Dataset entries
══════

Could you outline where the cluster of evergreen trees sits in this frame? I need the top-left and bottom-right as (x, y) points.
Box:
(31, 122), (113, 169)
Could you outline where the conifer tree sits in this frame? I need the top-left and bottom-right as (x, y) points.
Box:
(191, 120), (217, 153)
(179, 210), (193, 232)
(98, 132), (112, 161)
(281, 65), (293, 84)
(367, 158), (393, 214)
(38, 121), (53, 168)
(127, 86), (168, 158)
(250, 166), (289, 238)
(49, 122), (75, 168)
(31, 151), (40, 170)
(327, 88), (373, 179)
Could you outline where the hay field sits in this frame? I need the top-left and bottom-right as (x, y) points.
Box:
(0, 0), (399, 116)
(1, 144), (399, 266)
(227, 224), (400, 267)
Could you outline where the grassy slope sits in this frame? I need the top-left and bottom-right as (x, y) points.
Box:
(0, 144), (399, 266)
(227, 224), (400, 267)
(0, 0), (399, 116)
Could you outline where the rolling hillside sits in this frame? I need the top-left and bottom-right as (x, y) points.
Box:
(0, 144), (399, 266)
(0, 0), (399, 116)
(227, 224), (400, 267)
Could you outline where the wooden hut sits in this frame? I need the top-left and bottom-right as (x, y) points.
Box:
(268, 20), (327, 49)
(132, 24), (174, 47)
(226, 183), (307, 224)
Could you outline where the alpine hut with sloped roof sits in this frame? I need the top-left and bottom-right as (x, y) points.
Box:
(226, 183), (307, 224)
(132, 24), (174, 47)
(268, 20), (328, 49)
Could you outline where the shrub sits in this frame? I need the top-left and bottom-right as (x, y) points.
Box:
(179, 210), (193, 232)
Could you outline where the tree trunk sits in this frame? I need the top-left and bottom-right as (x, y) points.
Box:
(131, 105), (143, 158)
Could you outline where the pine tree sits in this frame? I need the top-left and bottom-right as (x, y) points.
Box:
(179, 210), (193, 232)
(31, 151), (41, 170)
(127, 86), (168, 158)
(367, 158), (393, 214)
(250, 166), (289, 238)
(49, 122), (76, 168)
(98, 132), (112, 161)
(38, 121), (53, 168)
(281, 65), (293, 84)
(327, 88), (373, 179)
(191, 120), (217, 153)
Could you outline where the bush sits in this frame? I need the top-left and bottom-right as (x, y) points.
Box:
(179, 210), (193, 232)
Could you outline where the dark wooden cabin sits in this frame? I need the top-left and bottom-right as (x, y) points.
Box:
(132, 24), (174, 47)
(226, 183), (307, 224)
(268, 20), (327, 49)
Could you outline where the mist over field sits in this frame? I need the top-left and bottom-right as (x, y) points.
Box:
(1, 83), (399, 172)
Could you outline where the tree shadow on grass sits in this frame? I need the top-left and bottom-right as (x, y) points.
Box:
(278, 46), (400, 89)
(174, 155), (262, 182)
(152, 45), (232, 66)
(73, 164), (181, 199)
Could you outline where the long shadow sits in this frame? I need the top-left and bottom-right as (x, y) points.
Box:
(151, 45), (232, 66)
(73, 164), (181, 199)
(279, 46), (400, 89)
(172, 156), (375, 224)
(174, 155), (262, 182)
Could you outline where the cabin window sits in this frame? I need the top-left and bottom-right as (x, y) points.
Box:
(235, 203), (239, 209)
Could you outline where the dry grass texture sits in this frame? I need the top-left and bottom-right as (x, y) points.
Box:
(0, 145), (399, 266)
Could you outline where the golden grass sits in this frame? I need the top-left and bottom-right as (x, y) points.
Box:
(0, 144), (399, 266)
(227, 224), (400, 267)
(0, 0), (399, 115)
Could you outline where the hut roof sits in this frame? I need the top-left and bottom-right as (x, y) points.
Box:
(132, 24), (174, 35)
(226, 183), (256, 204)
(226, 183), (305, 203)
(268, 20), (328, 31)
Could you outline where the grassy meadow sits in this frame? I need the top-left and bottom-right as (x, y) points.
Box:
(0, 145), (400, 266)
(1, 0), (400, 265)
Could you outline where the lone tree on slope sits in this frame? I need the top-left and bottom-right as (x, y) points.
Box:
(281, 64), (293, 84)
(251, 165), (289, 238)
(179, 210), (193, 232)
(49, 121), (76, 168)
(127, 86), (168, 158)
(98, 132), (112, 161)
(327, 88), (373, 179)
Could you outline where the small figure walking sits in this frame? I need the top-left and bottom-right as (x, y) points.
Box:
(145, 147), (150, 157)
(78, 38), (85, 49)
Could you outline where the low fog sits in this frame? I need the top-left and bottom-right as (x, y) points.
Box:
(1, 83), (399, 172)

══════

- [PROBLEM DESCRIPTION]
What is needed is an exact repetition of all the entries above.

- [SOLUTION FOR THIS PROBLEM]
Could you outline where the cluster of evergreen trees sits in this frame? I need the top-left and bottom-right as (x, y) points.
Box:
(31, 122), (113, 169)
Could you outline where the conifer tree sits in this frame? I need the top-left and bottom-right as (x, y) points.
Box:
(191, 120), (217, 153)
(179, 210), (193, 232)
(98, 132), (112, 161)
(281, 65), (293, 84)
(367, 158), (393, 214)
(38, 121), (53, 168)
(127, 86), (168, 158)
(250, 166), (289, 238)
(49, 122), (75, 168)
(31, 151), (40, 170)
(327, 88), (373, 179)
Could you outline where the hay field sits in this frame? I need the top-left and bottom-right as (x, y) points.
Box:
(0, 0), (399, 116)
(1, 144), (399, 266)
(227, 224), (400, 267)
Could you outline where the grassy slope sits in this frame? I need the top-left and bottom-right as (x, y) points.
Box:
(0, 144), (399, 266)
(227, 224), (400, 267)
(0, 0), (399, 116)
Could you outline where the rolling hillside sits in this frame? I need the top-left and bottom-right as (x, y) points.
Box:
(0, 144), (399, 266)
(0, 0), (399, 116)
(227, 224), (400, 267)
Could you outline where the wooden hut sits in this frame? I need the top-left and bottom-right as (x, y) points.
Box:
(268, 20), (327, 49)
(132, 24), (174, 47)
(226, 183), (307, 224)
Could you outline where the alpine hut with sloped roof sits in this frame? I need the top-left and bottom-right as (x, y) points.
Box:
(226, 183), (307, 224)
(132, 24), (174, 47)
(268, 20), (328, 49)
Could you outline where the shrub sits in this frame? I need the top-left and bottom-right as (x, y) points.
Box:
(179, 210), (193, 232)
Could you outline where the tree trunk sits in this frame? I need the top-left and bottom-right as (x, y) points.
Box:
(131, 105), (143, 158)
Could you outline where the pine tree sits in this frame? I need the top-left and bottom-right as (x, y) points.
Box:
(179, 210), (193, 232)
(31, 151), (41, 170)
(127, 86), (168, 158)
(367, 158), (393, 214)
(250, 166), (289, 238)
(49, 122), (76, 168)
(98, 132), (112, 161)
(38, 121), (53, 168)
(281, 65), (293, 84)
(327, 88), (373, 179)
(191, 120), (217, 153)
Could you outline where the bush sits in this frame? I need the top-left and bottom-right as (x, y) points.
Box:
(179, 210), (193, 232)
Could you outline where the dark wooden cabin sits in this frame? I need the top-left and bottom-right as (x, y) points.
Box:
(132, 24), (174, 47)
(226, 183), (307, 224)
(268, 20), (327, 49)
Could you outline where the mist over field sits in this frame? I need the top-left and bottom-right as (x, y) points.
Box:
(1, 83), (399, 172)
Could you outline where the tree shadow on grass sits in this frame? I need the top-left and bottom-right as (x, y) points.
Box:
(278, 46), (400, 89)
(174, 155), (262, 182)
(152, 45), (232, 66)
(73, 164), (181, 199)
Could you outline where the long shadow sits in this frame? I need the top-left and bottom-right as (x, y) points.
Box:
(151, 45), (232, 66)
(73, 164), (181, 199)
(279, 46), (400, 89)
(172, 156), (375, 224)
(174, 155), (262, 182)
Could you outline where the cabin window sits in this frame? I need the top-left and bottom-right as (x, y) points.
Box:
(235, 203), (239, 209)
Could you outline where the dry grass texture sits in this frame? I need the top-left and bottom-right as (x, y) points.
Box:
(0, 145), (399, 266)
Could you outline where the golden grass sits in this frame? I need the top-left and bottom-right as (x, y) points.
Box:
(0, 144), (399, 266)
(227, 224), (400, 267)
(0, 0), (399, 115)
Could you outline where the hut roof sits in this frame? I need the top-left and bottom-right as (x, y) points.
Box:
(132, 24), (174, 35)
(226, 183), (256, 204)
(226, 183), (305, 203)
(268, 20), (328, 31)
Could you outline where the grassy meadow sits in this frame? I need the top-left and bottom-right as (x, y) points.
Box:
(0, 145), (400, 266)
(1, 0), (400, 265)
Could you outline where the lone tree on slope sits in this frame? I need the top-left and bottom-right as (x, y) points.
Box:
(281, 64), (293, 84)
(251, 165), (289, 238)
(179, 210), (193, 232)
(49, 121), (76, 168)
(127, 86), (168, 158)
(98, 132), (112, 161)
(327, 88), (373, 179)
Could you outline where the small figure walking sits in this frame? I need the top-left and bottom-right as (x, y) points.
Box:
(145, 147), (150, 157)
(78, 38), (85, 49)
Could you outline where the low fog sits in this frame? I need the top-left and bottom-right as (x, y) points.
Box:
(1, 83), (399, 172)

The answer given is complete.